**Exercise**
Collect every line in the data below that contains the string "rollator", copying each line in full.

**Working data**
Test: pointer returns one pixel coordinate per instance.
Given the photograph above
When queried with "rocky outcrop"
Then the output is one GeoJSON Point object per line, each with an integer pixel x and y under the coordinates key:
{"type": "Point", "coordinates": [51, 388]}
* * *
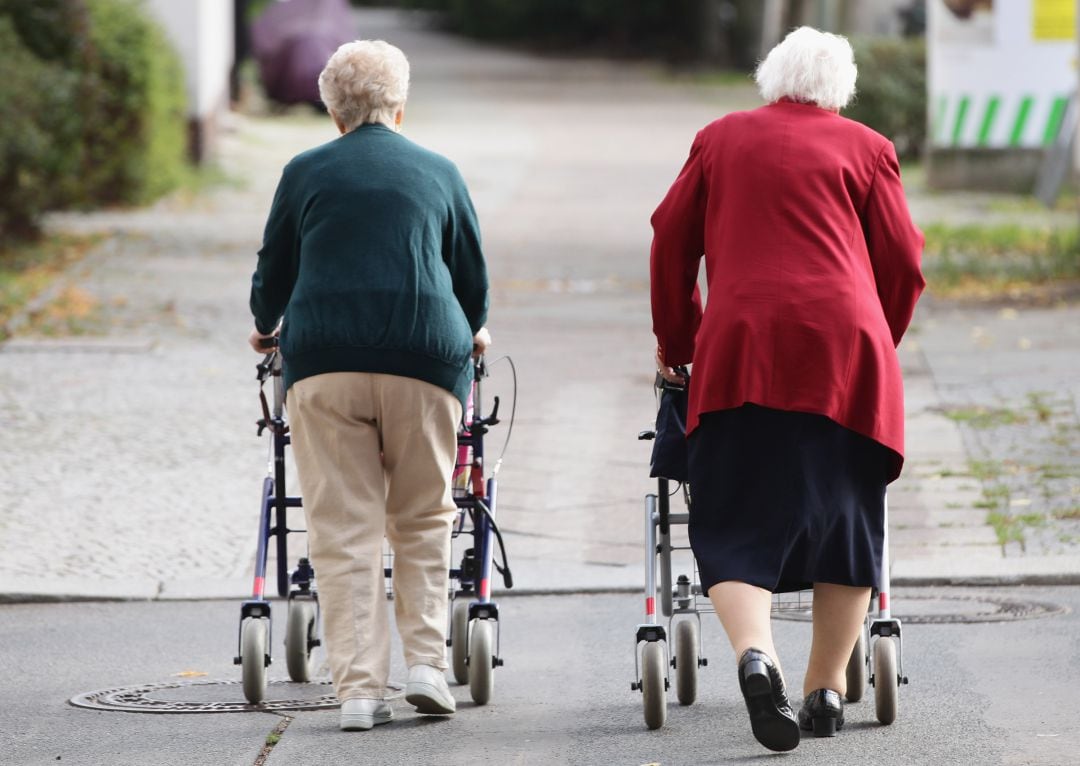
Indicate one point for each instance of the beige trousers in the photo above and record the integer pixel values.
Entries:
* * *
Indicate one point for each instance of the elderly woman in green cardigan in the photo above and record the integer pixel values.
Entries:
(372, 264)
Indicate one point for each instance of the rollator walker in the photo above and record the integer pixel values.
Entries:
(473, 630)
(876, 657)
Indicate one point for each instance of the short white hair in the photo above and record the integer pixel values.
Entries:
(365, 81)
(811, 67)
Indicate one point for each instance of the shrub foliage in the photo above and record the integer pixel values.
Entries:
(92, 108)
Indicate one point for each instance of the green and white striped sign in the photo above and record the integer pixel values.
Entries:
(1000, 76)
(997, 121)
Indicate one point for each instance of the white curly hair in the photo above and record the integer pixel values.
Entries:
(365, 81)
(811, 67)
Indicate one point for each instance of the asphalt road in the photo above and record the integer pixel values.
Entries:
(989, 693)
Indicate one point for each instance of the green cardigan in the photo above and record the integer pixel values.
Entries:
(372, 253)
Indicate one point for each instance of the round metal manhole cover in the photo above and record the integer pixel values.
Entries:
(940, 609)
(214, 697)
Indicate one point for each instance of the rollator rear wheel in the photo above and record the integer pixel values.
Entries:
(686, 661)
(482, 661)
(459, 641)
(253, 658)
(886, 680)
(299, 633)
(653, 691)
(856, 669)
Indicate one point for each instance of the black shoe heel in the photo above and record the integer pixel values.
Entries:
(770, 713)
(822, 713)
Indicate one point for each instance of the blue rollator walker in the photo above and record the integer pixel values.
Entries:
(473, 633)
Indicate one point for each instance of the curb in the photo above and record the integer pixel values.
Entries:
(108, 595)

**Written solution**
Indicate one point for each instance of the rollator walker in the photo above and record the integer pixel values.
Indicate one point for each instance of the rollator rear wheel in the photo above and record the integer pixel values.
Indicate one point for each instance of the blue rollator walker in the photo above and record the integer pixel values.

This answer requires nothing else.